What you need to do: Repeat each record that follows, keeping it identical.

Top of Materials provided

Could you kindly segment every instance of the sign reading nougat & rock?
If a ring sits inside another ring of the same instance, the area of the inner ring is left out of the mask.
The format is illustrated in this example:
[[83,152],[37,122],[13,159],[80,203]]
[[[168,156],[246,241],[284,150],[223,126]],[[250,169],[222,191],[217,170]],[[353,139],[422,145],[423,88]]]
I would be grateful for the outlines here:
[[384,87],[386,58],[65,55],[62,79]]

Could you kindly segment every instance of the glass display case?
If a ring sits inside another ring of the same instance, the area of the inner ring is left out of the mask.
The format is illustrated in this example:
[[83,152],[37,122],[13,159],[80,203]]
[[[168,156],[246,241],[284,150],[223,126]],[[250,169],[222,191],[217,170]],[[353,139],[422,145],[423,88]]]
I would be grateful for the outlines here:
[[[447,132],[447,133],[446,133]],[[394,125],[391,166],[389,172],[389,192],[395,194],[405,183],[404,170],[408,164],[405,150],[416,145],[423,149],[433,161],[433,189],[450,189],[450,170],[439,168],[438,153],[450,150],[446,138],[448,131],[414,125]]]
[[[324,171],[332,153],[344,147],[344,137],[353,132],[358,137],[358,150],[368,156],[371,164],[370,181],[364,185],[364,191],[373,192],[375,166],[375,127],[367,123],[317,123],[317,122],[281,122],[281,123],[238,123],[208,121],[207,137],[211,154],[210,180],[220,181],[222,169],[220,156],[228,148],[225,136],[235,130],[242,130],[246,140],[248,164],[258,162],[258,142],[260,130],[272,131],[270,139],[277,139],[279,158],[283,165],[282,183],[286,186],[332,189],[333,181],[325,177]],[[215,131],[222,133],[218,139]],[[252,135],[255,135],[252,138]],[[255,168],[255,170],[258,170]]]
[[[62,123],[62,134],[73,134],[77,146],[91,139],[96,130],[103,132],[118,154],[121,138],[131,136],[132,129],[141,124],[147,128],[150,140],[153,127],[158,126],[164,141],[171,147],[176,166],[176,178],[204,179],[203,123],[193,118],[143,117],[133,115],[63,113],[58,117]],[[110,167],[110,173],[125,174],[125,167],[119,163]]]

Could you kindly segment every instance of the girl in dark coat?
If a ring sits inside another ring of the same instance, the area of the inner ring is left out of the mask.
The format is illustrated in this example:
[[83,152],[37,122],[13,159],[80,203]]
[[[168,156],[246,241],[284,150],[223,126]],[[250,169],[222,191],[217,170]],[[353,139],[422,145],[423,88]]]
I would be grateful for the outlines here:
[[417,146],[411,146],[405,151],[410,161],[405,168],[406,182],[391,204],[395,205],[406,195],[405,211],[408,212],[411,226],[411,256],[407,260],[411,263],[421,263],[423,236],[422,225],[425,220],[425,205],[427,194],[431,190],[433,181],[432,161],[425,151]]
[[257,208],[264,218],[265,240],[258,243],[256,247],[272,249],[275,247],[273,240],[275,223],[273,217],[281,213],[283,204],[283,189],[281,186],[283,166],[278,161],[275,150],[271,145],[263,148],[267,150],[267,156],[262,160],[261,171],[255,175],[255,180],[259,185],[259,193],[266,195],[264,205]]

Bottom of Materials provided

Result for this task:
Could you kindly segment every instance of the sign reading nougat & rock?
If a ring sits inside another ring of the same instance, the area of the inner ring is left out of the mask.
The format is illustrated in this example:
[[83,152],[37,122],[13,159],[80,203]]
[[[168,156],[246,241],[284,150],[223,126]],[[250,169],[222,191],[217,170]],[[353,139],[422,145],[423,88]]]
I would be grateful for the outlines here:
[[384,87],[386,58],[65,55],[62,79]]

Could you kindly segment every instance of the glass display case?
If a ring sits inside another ring of the same instance, the area of the inner ring is left out of the mask.
The format is illustrated in this example:
[[83,152],[37,122],[13,159],[80,203]]
[[[168,156],[246,241],[284,150],[223,126]],[[250,169],[222,191],[217,170]],[[353,139],[422,145],[423,88]]]
I would be grateful for the outlines here:
[[[447,132],[447,133],[446,133]],[[394,125],[391,166],[389,172],[389,192],[395,194],[405,183],[404,170],[408,164],[405,150],[416,145],[423,149],[433,161],[433,189],[450,189],[450,170],[439,168],[438,153],[450,150],[446,138],[448,131],[414,125]]]
[[[324,171],[332,153],[344,147],[344,137],[353,132],[358,137],[358,150],[368,156],[371,164],[370,181],[364,185],[364,191],[373,192],[375,166],[375,127],[367,123],[317,123],[317,122],[281,122],[281,123],[238,123],[208,121],[207,137],[211,154],[210,180],[220,181],[222,169],[220,156],[228,148],[225,136],[235,130],[242,130],[246,140],[248,164],[258,162],[258,142],[260,130],[272,131],[270,139],[277,139],[279,158],[283,165],[282,183],[286,186],[332,189],[333,181],[325,177]],[[215,131],[222,133],[218,139]],[[252,135],[255,135],[252,138]],[[255,168],[255,170],[258,170]]]
[[[62,123],[62,134],[73,134],[77,146],[91,139],[96,130],[103,132],[118,154],[121,138],[131,136],[132,129],[141,124],[147,128],[150,140],[153,127],[158,126],[164,141],[171,147],[176,166],[176,178],[204,179],[203,123],[193,118],[143,117],[133,115],[63,113],[58,117]],[[110,167],[110,173],[125,174],[125,167],[119,163]]]

Could you kindly segment every instance of the girl in dark coat?
If a ring sits inside another ring of the same instance, the area of the inner ring is left out of the mask.
The format is illustrated in this example:
[[83,152],[37,122],[13,159],[80,203]]
[[[168,156],[246,241],[284,150],[223,126]],[[250,169],[222,191],[217,170]],[[353,139],[422,145],[423,88]]]
I would be grateful for the outlines here:
[[417,146],[411,146],[405,151],[410,161],[405,168],[406,182],[391,204],[395,205],[406,195],[405,211],[408,212],[411,226],[411,256],[407,260],[411,263],[421,263],[423,236],[422,225],[425,220],[425,205],[427,194],[431,190],[433,181],[432,161],[425,151]]
[[257,208],[264,218],[265,240],[258,243],[256,247],[272,249],[275,247],[273,240],[275,223],[273,217],[281,213],[283,204],[283,189],[281,186],[283,166],[278,161],[275,150],[271,145],[263,148],[267,150],[267,156],[262,160],[261,171],[255,175],[255,180],[259,185],[259,193],[266,195],[264,205]]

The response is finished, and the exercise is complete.